Directions for this task:
Below is a block of records; repeat each one exactly.

= = = = = = =

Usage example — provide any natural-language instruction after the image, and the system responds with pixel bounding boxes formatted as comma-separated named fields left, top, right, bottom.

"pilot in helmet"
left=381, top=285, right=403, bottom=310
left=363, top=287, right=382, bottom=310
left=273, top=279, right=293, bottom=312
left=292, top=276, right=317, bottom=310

= = = = = = =

Written answer:
Usage example — provide any natural-language instruction after the image, and the system responds with pixel bounding boxes formatted as comma-separated named fields left, top, right, bottom.

"pilot in helmet"
left=381, top=285, right=403, bottom=310
left=363, top=287, right=382, bottom=310
left=273, top=279, right=293, bottom=312
left=292, top=276, right=317, bottom=310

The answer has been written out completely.